摘录
____

Crawler4j：获取（机器人）URL时出错-Java 学习之路

根据官方文档，我们使用crawler4j从网页中获取一些通知，我完成了以下示例：

ArticleCrawler.java

public class ArticleCrawler extends WebCrawler
{
    private final static Pattern FILTERS = Pattern.compile(".*(\\.(css|js|bmp|gif|jpe?g" + "|png|tiff?|mid|mp2|mp3|mp4"
            + "|wav|avi|mov|mpeg|ram|m4v|pdf" + "|rm|smil|wmv|swf|wma|zip|rar|gz))$");


/**
 * This method receives two parameters. The first parameter is the page in
 * which we have discovered this new url and the second parameter is the new
 * url. You should implement this function to specify whether the given url
 * should be crawled or not (based on your crawling logic). In this example,
 * we are instructing the crawler to ignore urls that have css, js, git, ...
 * extensions and to only accept urls that start with
 * "http://www.ics.uci.edu/". In this case, we didn't need the referringPage
 * parameter to make the decision.
 */
@Override
public boolean shouldVisit(Page referringPage, WebURL url)
{
    String href = url.getURL().toLowerCase();
    return !FILTERS.matcher(href).matches() && href.startsWith("http://www.ics.uci.edu/");
}

/**
 * This function is called when a page is fetched and ready to be processed
 * by your program.
 */
@Override
public void visit(Page page)

____

练习目标
将上方关于 Crawler4j 获取 URL 出错的摘录完整誊写一遍，不得有任何增删。

数据段

____

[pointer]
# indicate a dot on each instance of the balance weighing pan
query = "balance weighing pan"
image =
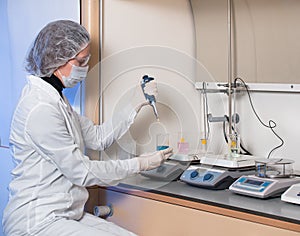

____

本题输出
Crawler4j：获取（机器人）URL时出错-Java 学习之路

根据官方文档，我们使用crawler4j从网页中获取一些通知，我完成了以下示例：

ArticleCrawler.java

public class ArticleCrawler extends WebCrawler
{
    private final static Pattern FILTERS = Pattern.compile(".*(\\.(css|js|bmp|gif|jpe?g" + "|png|tiff?|mid|mp2|mp3|mp4"
            + "|wav|avi|mov|mpeg|ram|m4v|pdf" + "|rm|smil|wmv|swf|wma|zip|rar|gz))$");


/**
 * This method receives two parameters. The first parameter is the page in
 * which we have discovered this new url and the second parameter is the new
 * url. You should implement this function to specify whether the given url
 * should be crawled or not (based on your crawling logic). In this example,
 * we are instructing the crawler to ignore urls that have css, js, git, ...
 * extensions and to only accept urls that start with
 * "http://www.ics.uci.edu/". In this case, we didn't need the referringPage
 * parameter to make the decision.
 */
@Override
public boolean shouldVisit(Page referringPage, WebURL url)
{
    String href = url.getURL().toLowerCase();
    return !FILTERS.matcher(href).matches() && href.startsWith("http://www.ics.uci.edu/");
}

/**
 * This function is called when a page is fetched and ready to be processed
 * by your program.
 */
@Override
public void visit(Page page)